**原文摘录:**
>>>>
我的印象中,我们小城50年代生人的儿童、少年时代,条件所限,没有什么玩具和娱乐。但是还是有一些有地域特色的娱乐活动适合少儿。
春节期间的娱乐活动主要有摇巴浪鼓、摇干虼蟆儿、扯地牯牛。这些都是竹子制作,与我们川南竹子多有关。
摇巴浪鼓
巴浪鼓就像以前在农村卖针头线脑、小糖人的货郎手中的小鼓,只不过是用竹片和彩色油纸做的。样式好看,声音也好听,价格也便宜,几分钱一个,很受小孩子的喜欢。
不过一分钱一分货,质量不好不耐用,玩几天油纸就破了。

巴浪鼓

摇干虼蟆儿
我们方言称青蛙为虼蟆儿(ke二声 mer一声)。这种玩具发出青蛙的叫声,所以叫干虼蟆儿。
干虼蟆儿是一种春节期间,附近农民用竹子和马尾巴做的一种简易玩具。5-6厘米大小的竹子,锯成10厘米长的竹筒,将干壳笋剪成圆片,压在竹筒一头,外面及竹筒用五色彩纸用浆糊粘上,用针穿上马尾巴,在壳笋处穿进,在两厘米处穿出,留下30-40厘米,打上疙瘩,手指将马尾巴挽个活节栓在小竹棍上。单手一摇竹棍,干虼蟆儿就发出呱呱呱、嘎嘎嘎,像青蛙一样的叫声。
干虼蟆儿不贵,3-4分钱一个,很受两、三岁的儿童喜爱。但是便宜无好货,干虼蟆儿玩个两、三天,马尾巴一断,或者掉在地上摔坏,就寿终正寝了。
扯地牯牛
10来左右的孩子喜欢玩地牯牛,甚至一些成人也喜欢玩较大的地牯牛。
地牯牛的做法是用质量好的竹子,截成10-15厘米长的竹筒(根据需要,竹筒大小、长短均可)。竹筒两头用将圆木块封住,熬制的胶水粘牢。两头的圆木块中间有孔,一根20-30厘米长的圆竹条从中穿过,胶水粘牢。竹条上面留得长,下面短,稍微削尖,以利于在地上快速转动。在竹筒上竖削出一条5-7厘米长、2厘米宽的缝隙,以利于空气流动。
<<<<
**任务目标 1:** 请把这段关于川南童年玩具的回忆文字中以“干虼蟆儿是一种春节期间”开头的那一段改写成条目列表，保留主要事实。

位置标注记录:
>>>>
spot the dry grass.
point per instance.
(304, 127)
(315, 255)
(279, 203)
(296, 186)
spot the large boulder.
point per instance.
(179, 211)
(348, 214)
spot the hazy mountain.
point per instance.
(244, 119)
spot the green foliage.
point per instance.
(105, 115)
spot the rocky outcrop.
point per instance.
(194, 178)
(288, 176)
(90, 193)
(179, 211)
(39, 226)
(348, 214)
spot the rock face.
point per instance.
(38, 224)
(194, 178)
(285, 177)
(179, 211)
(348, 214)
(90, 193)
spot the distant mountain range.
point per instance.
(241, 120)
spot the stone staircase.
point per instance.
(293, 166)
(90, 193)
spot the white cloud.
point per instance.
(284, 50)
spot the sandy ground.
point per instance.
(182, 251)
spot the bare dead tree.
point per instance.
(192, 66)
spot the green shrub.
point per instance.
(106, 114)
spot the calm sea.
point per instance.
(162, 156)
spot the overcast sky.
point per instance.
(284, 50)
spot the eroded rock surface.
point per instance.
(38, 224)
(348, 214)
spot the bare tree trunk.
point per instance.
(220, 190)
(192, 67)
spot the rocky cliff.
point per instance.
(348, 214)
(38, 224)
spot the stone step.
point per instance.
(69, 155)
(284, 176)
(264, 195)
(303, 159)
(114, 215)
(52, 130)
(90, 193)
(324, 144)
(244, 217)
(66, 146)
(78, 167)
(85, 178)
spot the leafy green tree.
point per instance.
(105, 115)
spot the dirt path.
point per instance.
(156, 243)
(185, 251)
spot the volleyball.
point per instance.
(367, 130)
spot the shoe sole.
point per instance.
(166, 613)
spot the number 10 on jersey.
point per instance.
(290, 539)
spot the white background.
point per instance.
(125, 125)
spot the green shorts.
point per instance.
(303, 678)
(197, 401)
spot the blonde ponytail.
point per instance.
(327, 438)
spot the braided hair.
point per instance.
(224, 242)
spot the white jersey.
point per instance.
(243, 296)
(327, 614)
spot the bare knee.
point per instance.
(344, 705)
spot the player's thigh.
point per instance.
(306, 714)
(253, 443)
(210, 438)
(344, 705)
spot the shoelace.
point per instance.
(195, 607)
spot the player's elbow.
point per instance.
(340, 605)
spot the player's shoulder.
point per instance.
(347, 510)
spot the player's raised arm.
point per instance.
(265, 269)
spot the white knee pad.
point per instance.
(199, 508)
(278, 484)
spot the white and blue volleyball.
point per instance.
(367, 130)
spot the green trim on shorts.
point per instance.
<<<<
**任务目标 2:** 请把记录中从含有“spot the shoelace.”的那一行起，到记录末尾为止的各行转换成编号列表，首尾两行都包括在内，空行略去。

**参考答案 1:**
- 干虼蟆儿是春节期间附近农民用竹子和马尾巴做的简易玩具。
- 取5-6厘米大小的竹子，锯成10厘米长的竹筒。
- 把干壳笋剪成圆片，压在竹筒一头，外面和竹筒用浆糊粘上五色彩纸。
- 用针穿上马尾巴，从壳笋处穿进，在两厘米处穿出，留下30-40厘米，打上疙瘩。
- 把马尾巴挽个活节，拴在小竹棍上。
- 单手一摇竹棍，就会发出像青蛙一样呱呱呱、嘎嘎嘎的叫声。

**参考答案 2:**
1. spot the shoelace.
2. point per instance.
3. (195, 607)
4. spot the player's elbow.
5. point per instance.
6. (340, 605)
7. spot the player's shoulder.
8. point per instance.
9. (347, 510)
10. spot the player's raised arm.
11. point per instance.
12. (265, 269)
13. spot the white knee pad.
14. point per instance.
15. (199, 508)
16. (278, 484)
17. spot the white and blue volleyball.
18. point per instance.
19. (367, 130)
20. spot the green trim on shorts.
21. point per instance.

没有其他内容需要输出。